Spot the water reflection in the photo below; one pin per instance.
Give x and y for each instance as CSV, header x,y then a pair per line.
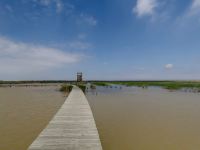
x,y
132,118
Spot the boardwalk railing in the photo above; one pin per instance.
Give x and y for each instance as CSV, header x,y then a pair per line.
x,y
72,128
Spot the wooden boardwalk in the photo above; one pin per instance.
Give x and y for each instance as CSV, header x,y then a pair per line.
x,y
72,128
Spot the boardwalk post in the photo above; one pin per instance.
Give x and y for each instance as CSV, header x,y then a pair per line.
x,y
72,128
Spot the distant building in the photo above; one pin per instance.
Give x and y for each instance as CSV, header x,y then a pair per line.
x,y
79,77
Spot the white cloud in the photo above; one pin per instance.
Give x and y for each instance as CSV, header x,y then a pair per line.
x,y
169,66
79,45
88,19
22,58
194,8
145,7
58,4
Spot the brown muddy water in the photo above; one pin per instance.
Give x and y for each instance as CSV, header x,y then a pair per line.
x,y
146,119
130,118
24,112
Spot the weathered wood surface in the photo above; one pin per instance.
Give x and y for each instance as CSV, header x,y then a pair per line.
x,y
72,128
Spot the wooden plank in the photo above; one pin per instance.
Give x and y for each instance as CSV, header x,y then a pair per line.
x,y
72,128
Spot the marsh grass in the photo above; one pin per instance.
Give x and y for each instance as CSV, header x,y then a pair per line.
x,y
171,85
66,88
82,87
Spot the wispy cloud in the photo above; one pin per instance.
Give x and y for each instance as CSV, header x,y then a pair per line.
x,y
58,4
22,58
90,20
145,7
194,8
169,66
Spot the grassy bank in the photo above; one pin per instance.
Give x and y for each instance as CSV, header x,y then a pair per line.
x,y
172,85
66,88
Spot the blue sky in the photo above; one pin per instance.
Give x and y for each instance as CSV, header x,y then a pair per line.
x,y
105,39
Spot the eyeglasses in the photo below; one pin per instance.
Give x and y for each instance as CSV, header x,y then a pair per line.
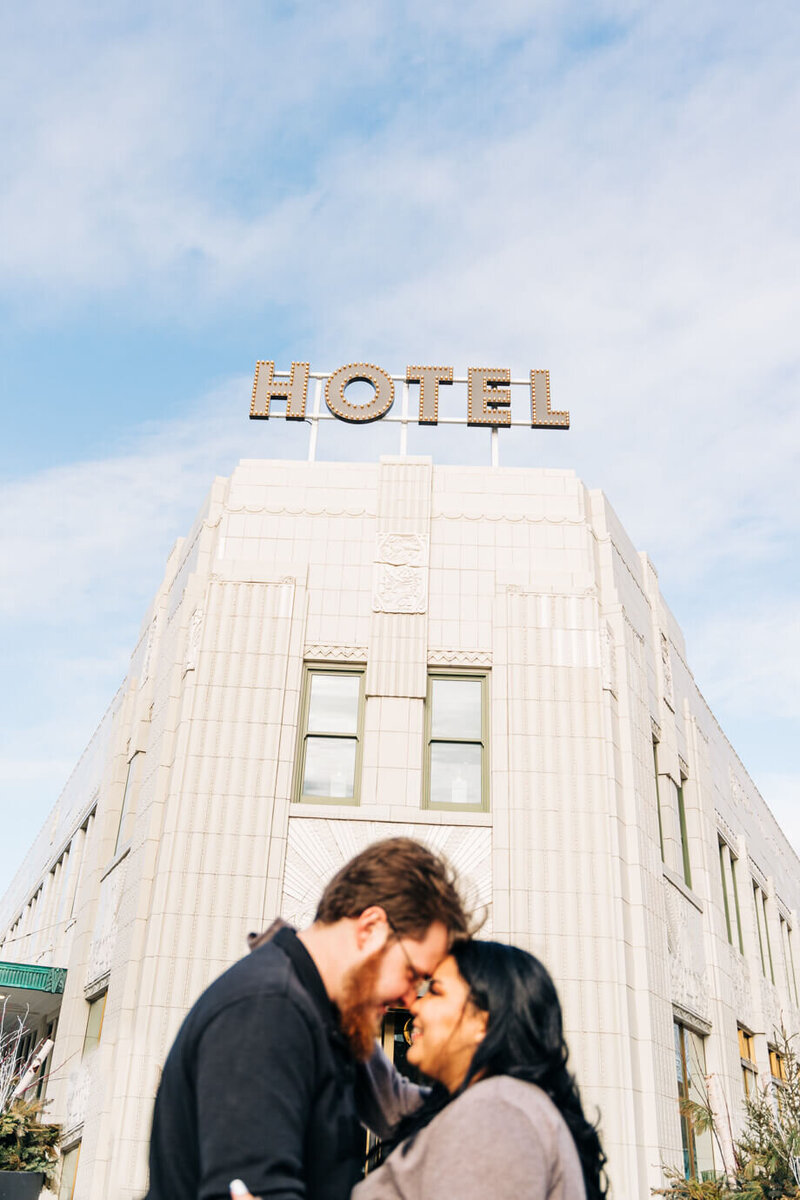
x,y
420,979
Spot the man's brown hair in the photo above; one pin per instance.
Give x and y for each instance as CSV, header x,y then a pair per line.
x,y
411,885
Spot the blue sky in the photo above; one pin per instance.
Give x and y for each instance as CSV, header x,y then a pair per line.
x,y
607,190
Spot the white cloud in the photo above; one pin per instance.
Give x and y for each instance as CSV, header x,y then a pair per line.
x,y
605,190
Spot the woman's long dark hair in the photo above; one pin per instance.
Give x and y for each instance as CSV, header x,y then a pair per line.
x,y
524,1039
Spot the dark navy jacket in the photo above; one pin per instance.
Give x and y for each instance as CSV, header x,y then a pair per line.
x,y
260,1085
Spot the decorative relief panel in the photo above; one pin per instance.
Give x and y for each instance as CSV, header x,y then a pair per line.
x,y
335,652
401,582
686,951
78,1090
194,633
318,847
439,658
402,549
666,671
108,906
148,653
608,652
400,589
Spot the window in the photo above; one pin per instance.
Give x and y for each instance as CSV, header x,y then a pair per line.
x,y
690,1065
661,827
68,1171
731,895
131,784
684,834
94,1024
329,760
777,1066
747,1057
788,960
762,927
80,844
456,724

==*==

» **To do**: Can you convert the data from the line containing "Spot the man's" through the end of the data, both ends included, into a numbered list that omits blank lines and covers only those lines?

» **Answer to this task**:
1. Spot the man's brown hair in the photo above; one pin per instance.
2. Give x and y for each instance as CSV, header x,y then a pair per line.
3. x,y
4. 411,885
5. Spot the blue sky in the photo above; one pin per instance.
6. Give x and y for each instance as CSV, header x,y then a pair per line.
7. x,y
8. 607,190
9. Spot the white cloud in the photo above; one pin per instance.
10. Give x and y for each instance as CSV, header x,y then a pair per line.
11. x,y
12. 605,190
13. Spot the woman's long dark hair in the photo above; one pin per instance.
14. Give x and y for each instance as CSV, header x,y then a pair per line.
15. x,y
16. 524,1039
17. Spot the dark navy jacket in the photo above; one pin per instance.
18. Give x and y for each instance as CSV, header x,y then a pair per line.
19. x,y
20. 260,1085
21. Spot the decorative relief panel in the photo above; one pin per instance.
22. Give x and y for each instance as CSV, header x,y then a pair per line.
23. x,y
24. 335,652
25. 401,582
26. 686,951
27. 78,1090
28. 194,633
29. 318,847
30. 439,658
31. 402,549
32. 666,671
33. 108,906
34. 148,653
35. 608,652
36. 400,589
37. Spot the window in the photo above; one pin per instance.
38. Give x and y for each instance as CSV, header x,y then a pair per line.
39. x,y
40. 690,1065
41. 661,827
42. 68,1171
43. 731,895
44. 131,784
45. 684,834
46. 94,1024
47. 329,760
48. 777,1066
49. 747,1057
50. 788,960
51. 762,927
52. 80,844
53. 456,724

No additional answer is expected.